§ Set of tasks:
1. According to the thalassemia diagnosis excerpt, which program advocates antenatal and newborn screening?
2. Please proceed with the thalassemia diagnosis excerpt, continuing it from its final sentence.

§ Selected extract:
····················

8. Screening and Diagnostic Criteria

Diagnosing thalassemia involves a combination of clinical evaluation, laboratory tests, and a genetic analysis to confirm the presence of the disease and determine its severity. Given the heterogeneity of thalassemia phenotypes and the overlap of symptoms with other types of anemia, an accurate diagnosis is essential for appropriate management and treatment planning. Thalassemia screening and diagnostic protocols encompass a range of methods and guidelines. Programs such as the NHS Sickle Cell and Thalassemia Screening Program advocate for antenatal and newborn screening, particularly in areas with high prevalence [91]. Evaluating thalassemia can be challenging due to the overlap of its signs and symptoms with other hematologic disorders. Physicians typically suspect thalassemia based on common features such as anemia, jaundice, hepatosplenomegaly, and growth retardation, which are not exclusive to thalassemia [40,92,93,94]. Differentiating thalassemia from other conditions requires a comprehensive approach, including genetic testing, hemoglobin electrophoresis, and specific hematologic parameter assessments like the MCV/RBC ratio and HbA2 levels [95]. Furthermore, studies have shown that markers of erythropoiesis, such as GDF-15 and EPO, are significantly elevated in thalassemia patients, suggesting their potential as diagnostic indicators and therapeutic targets [94]. Thus, a multidisciplinary approach that combines clinical evaluation with advanced diagnostic tools is essential for the accurate diagnosis and management of thalassemia.

8.1. Laboratory Tests

A Complete Blood Count (CBC) is an essential screening tool that aids in detecting microcytic hypochromic anemia, a common feature of thalassemia and other blood disorders [96]. Parameters such as red blood cell distribution width (RDW) and mean corpuscular volume (MCV) are crucial for distinguishing thalassemia from other types of anemia [97]. The CBC provides valuable insights into the blood’s quantitative and qualitative composition, offering essential information on cell components such as white blood cells, red blood cells, and platelets [98]. Automated hematology analyzers have significantly improved the accuracy and efficiency of CBC results, although challenges like unreliable results due to interfering substances or abnormal cells still require careful consideration [99]. The CBC remains a cornerstone in diagnosing and monitoring various diseases, highlighting its importance in clinical practice [100].

····················

§ Collected data:
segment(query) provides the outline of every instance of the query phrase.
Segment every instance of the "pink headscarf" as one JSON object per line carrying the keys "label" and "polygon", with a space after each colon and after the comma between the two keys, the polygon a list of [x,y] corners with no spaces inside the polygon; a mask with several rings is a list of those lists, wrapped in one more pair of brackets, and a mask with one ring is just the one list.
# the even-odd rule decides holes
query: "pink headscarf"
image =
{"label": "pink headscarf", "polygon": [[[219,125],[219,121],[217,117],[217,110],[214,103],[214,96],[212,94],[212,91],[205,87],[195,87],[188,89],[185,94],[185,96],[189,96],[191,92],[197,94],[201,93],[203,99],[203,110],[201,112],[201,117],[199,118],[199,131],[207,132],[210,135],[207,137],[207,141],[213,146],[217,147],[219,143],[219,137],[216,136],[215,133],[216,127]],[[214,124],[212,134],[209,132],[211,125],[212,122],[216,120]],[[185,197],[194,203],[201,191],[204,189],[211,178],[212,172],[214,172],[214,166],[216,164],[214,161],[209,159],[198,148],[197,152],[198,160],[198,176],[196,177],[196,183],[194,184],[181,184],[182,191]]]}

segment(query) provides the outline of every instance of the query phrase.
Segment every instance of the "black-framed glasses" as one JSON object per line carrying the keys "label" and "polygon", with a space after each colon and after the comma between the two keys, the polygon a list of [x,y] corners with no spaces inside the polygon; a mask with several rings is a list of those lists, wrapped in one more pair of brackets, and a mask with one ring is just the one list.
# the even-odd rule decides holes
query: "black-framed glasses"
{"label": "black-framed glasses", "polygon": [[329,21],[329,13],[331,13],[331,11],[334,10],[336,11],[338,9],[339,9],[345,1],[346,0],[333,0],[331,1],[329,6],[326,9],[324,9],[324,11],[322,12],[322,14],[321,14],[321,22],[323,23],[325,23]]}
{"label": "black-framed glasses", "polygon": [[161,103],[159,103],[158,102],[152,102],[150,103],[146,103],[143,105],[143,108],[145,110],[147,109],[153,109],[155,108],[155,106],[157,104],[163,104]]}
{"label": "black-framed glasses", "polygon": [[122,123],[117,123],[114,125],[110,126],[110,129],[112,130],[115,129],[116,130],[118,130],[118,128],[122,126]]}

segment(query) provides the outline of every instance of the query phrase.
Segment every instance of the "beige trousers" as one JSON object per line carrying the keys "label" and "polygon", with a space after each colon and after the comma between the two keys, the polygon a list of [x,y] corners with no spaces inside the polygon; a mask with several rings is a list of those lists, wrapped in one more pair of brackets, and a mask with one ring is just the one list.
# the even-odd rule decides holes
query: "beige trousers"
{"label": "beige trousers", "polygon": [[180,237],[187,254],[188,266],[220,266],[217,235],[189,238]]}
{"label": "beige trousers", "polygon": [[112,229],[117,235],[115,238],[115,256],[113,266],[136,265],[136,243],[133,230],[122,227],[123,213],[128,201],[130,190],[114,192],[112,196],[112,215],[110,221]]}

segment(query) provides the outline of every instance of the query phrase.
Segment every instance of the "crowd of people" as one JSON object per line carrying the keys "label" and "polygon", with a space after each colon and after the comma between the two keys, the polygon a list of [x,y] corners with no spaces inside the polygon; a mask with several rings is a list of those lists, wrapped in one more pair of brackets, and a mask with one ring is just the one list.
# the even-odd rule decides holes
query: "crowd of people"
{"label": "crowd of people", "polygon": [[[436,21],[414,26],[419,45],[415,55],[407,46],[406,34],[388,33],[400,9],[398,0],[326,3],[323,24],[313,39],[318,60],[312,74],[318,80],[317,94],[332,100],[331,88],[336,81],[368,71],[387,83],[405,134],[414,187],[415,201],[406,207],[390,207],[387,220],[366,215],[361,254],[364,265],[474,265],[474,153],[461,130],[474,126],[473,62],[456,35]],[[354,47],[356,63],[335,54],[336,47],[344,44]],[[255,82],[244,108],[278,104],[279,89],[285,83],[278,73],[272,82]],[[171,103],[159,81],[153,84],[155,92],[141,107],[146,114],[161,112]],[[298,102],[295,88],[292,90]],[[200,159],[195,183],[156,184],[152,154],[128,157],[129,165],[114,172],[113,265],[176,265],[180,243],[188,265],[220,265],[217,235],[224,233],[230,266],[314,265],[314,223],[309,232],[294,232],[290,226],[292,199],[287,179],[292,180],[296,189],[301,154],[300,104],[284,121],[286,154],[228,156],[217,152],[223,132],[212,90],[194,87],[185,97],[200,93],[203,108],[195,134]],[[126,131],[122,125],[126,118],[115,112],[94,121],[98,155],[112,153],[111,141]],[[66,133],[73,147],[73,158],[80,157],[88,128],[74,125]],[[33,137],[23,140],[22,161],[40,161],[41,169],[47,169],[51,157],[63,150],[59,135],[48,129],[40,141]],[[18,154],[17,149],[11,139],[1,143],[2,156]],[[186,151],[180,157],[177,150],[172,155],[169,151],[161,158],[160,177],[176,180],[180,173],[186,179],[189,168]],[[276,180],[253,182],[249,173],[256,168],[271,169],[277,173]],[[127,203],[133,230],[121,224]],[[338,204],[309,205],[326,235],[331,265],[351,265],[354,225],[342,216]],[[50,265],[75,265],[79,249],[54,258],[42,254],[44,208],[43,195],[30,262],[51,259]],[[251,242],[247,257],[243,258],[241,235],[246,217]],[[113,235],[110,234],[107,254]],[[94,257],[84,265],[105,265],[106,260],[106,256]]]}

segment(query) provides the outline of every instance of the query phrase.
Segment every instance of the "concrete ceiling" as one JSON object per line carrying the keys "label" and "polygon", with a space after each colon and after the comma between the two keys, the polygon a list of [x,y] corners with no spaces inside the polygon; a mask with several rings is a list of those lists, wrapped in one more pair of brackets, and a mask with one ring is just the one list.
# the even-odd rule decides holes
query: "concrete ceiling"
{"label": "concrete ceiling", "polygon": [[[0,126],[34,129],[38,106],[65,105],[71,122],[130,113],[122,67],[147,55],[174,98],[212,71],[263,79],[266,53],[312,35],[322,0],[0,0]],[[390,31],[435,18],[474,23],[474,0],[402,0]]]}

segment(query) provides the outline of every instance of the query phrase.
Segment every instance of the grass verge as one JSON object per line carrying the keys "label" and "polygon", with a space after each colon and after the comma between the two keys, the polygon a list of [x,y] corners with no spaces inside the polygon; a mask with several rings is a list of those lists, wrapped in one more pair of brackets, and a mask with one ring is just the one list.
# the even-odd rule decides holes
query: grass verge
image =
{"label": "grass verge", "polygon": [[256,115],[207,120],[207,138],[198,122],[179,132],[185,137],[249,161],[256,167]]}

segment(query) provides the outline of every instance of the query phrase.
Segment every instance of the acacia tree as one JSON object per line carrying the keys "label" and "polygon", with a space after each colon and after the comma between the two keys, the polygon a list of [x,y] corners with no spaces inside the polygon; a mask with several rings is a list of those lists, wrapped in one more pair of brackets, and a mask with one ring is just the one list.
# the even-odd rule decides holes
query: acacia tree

····················

§ Task-by-task results:
1. The NHS Sickle Cell and Thalassemia Screening Program.

2.
8.2. Hemoglobin Electrophoresis

Hemoglobin electrophoresis is a vital diagnostic tool that separates different hemoglobin types based on their charge, aiding in the detection of abnormal patterns associated with conditions like thalassemia. Thalassemia typically presents with elevated fetal hemoglobin (HbF) levels and reduced adult hemoglobin (HbA) levels, resulting in distinctive patterns on hemoglobin electrophoresis [101,102]. Moreover, abnormal hemoglobin variants, such as hemoglobin C (Hb C), can affect the accuracy of glycosylated hemoglobin (A1C) tests, underscoring the need to consider these variants in diagnostic evaluations [54]. Electrophoresis is crucial for the separation and characterization of charged molecules like hemoglobin, providing valuable insights into various hematological disorders and guiding clinical decision-making [103,104].

8.3. High-Performance Liquid Chromatography (HPLC)

High-performance liquid chromatography (HPLC) is a method used to separate compounds or molecules based on their chemical properties. Ion-exchange chromatography is the most effective and commonly used technique for hemoglobin analyses. While HPLC can be performed manually, fully automated systems have become available, with some specifically designed for hemoglobin analyses. In regions with a low prevalence of hemoglobin disorders, systems capable of switching between a glycated hemoglobin analysis for diabetes and a variant hemoglobin analysis for thalassemia may be more practical. HPLC is especially useful for diagnosing the β-thalassemia trait because it allows for an accurate quantification of HbA2. Precise control of analytical conditions, including the column temperature, flow rate, and buffer conditions, is crucial for achieving accurate results [105].

8.4. Genetic Testing

Molecular genetic testing is crucial for confirming thalassemia diagnoses and identifying specific gene mutations, particularly in the alpha- and beta-globin genes, as highlighted by various studies [106,107]. Techniques such as the polymerase chain reaction (PCR) and DNA sequencing are instrumental in detecting these mutations, providing essential information on disease severity and inheritance patterns [108]. These advanced molecular diagnostic tools have significantly enhanced the sensitivity and specificity of genetic testing, enabling the precise identification of mutation carriers, which is vital for accurate diagnoses and genetic counseling [109]. By leveraging nucleic acid-based approaches, healthcare professionals can confirm the presence of thalassemia, predict disease likelihood, monitor disease progression, and personalize treatment strategies based on genetic variations. Additionally, molecular genetic testing is invaluable for prenatal diagnoses, allowing the early detection of severe hemoglobinopathies and thalassemia in fetuses, thus enabling early intervention and management strategies [105].

9. Treatment and Management

The management of thalassemia aims to alleviate symptoms, prevent complications, and improve the quality of life for affected individuals. Treatment strategies vary depending on the type and severity of thalassemia and may include supportive measures, pharmacological interventions, and, in severe cases, bone marrow transplantation or gene therapy.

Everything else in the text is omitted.